◆ **What is needed**: Word for word, restate the lines of the data from the first through the one containing "# indicate the white column with a pin", and nothing else.

◆ **Exercise input**:
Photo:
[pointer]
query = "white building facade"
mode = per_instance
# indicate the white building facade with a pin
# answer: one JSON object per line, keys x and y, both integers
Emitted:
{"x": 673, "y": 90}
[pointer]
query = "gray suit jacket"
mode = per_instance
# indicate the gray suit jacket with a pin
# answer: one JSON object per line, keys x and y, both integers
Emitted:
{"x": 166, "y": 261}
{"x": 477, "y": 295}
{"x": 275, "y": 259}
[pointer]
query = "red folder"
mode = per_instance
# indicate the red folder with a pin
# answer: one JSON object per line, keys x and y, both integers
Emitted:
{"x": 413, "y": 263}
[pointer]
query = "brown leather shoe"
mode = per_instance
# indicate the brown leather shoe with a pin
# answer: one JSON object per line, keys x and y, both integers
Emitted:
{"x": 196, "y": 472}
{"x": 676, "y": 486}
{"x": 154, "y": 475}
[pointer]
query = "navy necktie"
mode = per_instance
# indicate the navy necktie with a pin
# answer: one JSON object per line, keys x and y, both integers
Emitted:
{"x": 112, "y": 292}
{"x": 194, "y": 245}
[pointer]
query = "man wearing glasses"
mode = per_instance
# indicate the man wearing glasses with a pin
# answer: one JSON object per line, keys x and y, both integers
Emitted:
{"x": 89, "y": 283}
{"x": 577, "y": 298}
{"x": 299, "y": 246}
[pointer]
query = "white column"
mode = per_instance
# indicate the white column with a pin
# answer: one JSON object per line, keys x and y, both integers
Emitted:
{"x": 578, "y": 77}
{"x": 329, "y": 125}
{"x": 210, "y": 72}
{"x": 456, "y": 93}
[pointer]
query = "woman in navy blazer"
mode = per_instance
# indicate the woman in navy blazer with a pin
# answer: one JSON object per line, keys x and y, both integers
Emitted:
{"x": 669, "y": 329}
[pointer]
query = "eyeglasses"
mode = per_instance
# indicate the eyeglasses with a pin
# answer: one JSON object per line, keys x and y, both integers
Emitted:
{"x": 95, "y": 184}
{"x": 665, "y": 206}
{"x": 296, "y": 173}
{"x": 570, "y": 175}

◆ **Answer box**:
Photo:
[pointer]
query = "white building facade"
mode = per_instance
# indicate the white building facade with a pin
# answer: one JSON object per line, keys x and y, both integers
Emitted:
{"x": 673, "y": 90}
[pointer]
query = "gray suit jacket"
mode = per_instance
# indicate the gray suit jacket with a pin
# answer: one JSON object per line, keys x and y, both integers
Emitted:
{"x": 166, "y": 261}
{"x": 477, "y": 295}
{"x": 275, "y": 259}
[pointer]
query = "red folder"
mode = per_instance
# indicate the red folder with a pin
# answer: one JSON object per line, keys x and y, both integers
Emitted:
{"x": 413, "y": 263}
[pointer]
query = "brown leather shoe"
mode = per_instance
# indicate the brown leather shoe with a pin
# answer: one JSON object per line, keys x and y, both integers
Emitted:
{"x": 196, "y": 472}
{"x": 676, "y": 486}
{"x": 154, "y": 475}
[pointer]
query = "navy necktie"
mode = per_instance
# indicate the navy necktie with a pin
# answer: one JSON object per line, keys x and y, both integers
Emitted:
{"x": 112, "y": 292}
{"x": 194, "y": 245}
[pointer]
query = "man wearing glasses"
mode = per_instance
# indicate the man wearing glasses with a pin
# answer: one JSON object per line, keys x and y, both integers
Emitted:
{"x": 89, "y": 283}
{"x": 577, "y": 298}
{"x": 299, "y": 246}
[pointer]
query = "white column"
mode = per_instance
# indicate the white column with a pin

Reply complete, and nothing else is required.